## DOCUMENT EXTRACT
Summary Statistics
===

This notebook retrieves summary statsitics on restoration and protection. Summary stats include: area, practice type, practice count, cummulative reduction. 

Projection is broken down into DRWI protection and non-DRWI protection. Restoration summary tables include direct (restoration fund), indirect (operational and watershed conservation funds), PA DEP BMPs, & PA & NJ county-level restoration.

# Setup

## Load packages

In [1]:
# Import packages
from pathlib import Path
import pandas as pd
import numpy as np
import geopandas as gpd
import json
from shapely.validation import make_valid
import imp
import warnings

  import imp


## Paths

In [2]:
# Find your current working directory, which should be folder for this notebook.
Path.cwd()

WindowsPath('C:/Users/clulay/OneDrive - LimnoTech/Documents/GitHub/pollution-assessment/stage2')

## TASK 1
Reproduce the passage of the summary statistics notebook from "Summary Statistics" to "NJ county-level restoration.".
## TASK 2
Name every module that the summary statistics notebook imports in its "Load packages" code.
## TASK 3
Rewrite as a list the paragraph of the summary statistics notebook that begins "This notebook retrieves", keeping its main facts.

## GIVEN RECORDS
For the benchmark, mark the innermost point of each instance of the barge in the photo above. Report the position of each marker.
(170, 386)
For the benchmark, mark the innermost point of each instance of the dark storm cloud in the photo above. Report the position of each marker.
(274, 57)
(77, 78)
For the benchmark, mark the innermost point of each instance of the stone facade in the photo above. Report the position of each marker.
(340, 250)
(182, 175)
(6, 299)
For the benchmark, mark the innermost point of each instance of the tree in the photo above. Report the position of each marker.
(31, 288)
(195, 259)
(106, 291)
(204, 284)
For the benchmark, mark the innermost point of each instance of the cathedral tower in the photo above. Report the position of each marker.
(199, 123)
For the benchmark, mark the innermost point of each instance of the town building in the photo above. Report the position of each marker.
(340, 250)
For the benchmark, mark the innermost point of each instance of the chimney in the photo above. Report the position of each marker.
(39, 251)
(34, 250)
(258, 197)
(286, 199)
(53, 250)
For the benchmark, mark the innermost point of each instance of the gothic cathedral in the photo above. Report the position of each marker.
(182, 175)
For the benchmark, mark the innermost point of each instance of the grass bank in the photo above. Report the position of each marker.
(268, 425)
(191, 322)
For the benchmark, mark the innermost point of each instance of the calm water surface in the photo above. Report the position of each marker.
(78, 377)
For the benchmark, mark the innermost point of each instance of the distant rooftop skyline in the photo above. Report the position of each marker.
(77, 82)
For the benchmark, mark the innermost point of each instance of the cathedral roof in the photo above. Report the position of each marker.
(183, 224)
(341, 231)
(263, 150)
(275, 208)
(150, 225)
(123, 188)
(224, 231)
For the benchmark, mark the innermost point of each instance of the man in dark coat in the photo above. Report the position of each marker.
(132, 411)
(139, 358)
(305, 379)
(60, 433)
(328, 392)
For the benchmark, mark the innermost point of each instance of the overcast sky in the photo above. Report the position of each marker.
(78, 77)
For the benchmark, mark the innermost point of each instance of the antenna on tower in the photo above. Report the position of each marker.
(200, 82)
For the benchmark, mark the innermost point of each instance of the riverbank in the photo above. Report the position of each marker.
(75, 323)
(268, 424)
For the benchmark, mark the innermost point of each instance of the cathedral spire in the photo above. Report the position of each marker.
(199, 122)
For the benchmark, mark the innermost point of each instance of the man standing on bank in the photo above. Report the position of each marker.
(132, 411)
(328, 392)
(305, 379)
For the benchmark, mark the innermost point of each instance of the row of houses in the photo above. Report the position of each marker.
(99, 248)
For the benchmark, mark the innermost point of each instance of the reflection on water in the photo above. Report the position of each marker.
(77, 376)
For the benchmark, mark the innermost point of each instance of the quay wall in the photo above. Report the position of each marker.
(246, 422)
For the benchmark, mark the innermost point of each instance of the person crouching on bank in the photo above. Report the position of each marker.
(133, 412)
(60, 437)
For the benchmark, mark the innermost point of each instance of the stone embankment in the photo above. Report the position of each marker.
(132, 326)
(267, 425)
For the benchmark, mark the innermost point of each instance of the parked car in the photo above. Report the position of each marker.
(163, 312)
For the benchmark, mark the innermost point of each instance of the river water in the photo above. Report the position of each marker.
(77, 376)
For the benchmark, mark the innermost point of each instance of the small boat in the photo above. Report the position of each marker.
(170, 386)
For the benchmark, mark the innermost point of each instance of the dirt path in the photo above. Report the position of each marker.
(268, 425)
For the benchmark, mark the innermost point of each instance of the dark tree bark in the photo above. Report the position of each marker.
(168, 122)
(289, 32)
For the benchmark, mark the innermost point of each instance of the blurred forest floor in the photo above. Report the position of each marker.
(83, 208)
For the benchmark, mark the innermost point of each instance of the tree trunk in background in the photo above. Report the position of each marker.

## EXERCISE OUTPUT 1
Summary Statistics
===

This notebook retrieves summary statsitics on restoration and protection. Summary stats include: area, practice type, practice count, cummulative reduction. 

Projection is broken down into DRWI protection and non-DRWI protection. Restoration summary tables include direct (restoration fund), indirect (operational and watershed conservation funds), PA DEP BMPs, & PA & NJ county-level restoration.

## EXERCISE OUTPUT 2
pathlib, pandas, numpy, geopandas, json, shapely.validation, imp, warnings

## EXERCISE OUTPUT 3
The notebook retrieves summary statistics on restoration and protection, covering:
- area
- practice type
- practice count
- cumulative reduction